● **EXERCISE INSTRUCTIONS**
Present each line of the listing as an item in a numbered list, omitting blank lines.

● **Collected data**
* * * * * * * * *
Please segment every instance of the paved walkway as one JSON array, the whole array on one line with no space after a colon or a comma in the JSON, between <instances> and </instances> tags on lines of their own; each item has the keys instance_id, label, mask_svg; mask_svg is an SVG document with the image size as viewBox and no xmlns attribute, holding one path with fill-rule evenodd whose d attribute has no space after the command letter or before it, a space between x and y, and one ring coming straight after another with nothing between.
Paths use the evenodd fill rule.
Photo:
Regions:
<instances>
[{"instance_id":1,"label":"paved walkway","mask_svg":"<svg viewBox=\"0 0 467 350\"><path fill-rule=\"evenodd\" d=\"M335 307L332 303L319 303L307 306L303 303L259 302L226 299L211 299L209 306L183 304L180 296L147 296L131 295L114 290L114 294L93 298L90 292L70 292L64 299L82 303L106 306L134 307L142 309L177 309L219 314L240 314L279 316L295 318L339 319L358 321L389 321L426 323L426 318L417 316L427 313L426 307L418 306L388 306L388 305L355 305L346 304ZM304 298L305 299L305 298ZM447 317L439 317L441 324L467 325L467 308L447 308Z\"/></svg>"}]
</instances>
* * * * * * * * *
● **RESPONSE**
1. Please segment every instance of the paved walkway as one JSON array, the whole array on one line with no space after a colon or a comma in the JSON, between <instances> and </instances> tags on lines of their own; each item has the keys instance_id, label, mask_svg; mask_svg is an SVG document with the image size as viewBox and no xmlns attribute, holding one path with fill-rule evenodd whose d attribute has no space after the command letter or before it, a space between x and y, and one ring coming straight after another with nothing between.
2. Paths use the evenodd fill rule.
3. Photo:
4. Regions:
5. <instances>
6. [{"instance_id":1,"label":"paved walkway","mask_svg":"<svg viewBox=\"0 0 467 350\"><path fill-rule=\"evenodd\" d=\"M335 307L332 303L319 303L307 306L303 303L259 302L226 299L211 299L209 306L183 304L180 296L147 296L131 295L114 290L114 294L93 298L90 292L70 292L64 299L82 303L106 306L134 307L142 309L177 309L219 314L240 314L279 316L295 318L339 319L358 321L389 321L426 323L426 318L417 316L427 313L426 307L418 306L388 306L388 305L355 305L346 304ZM304 298L305 299L305 298ZM447 317L439 317L441 324L467 325L467 308L447 308Z\"/></svg>"}]
7. </instances>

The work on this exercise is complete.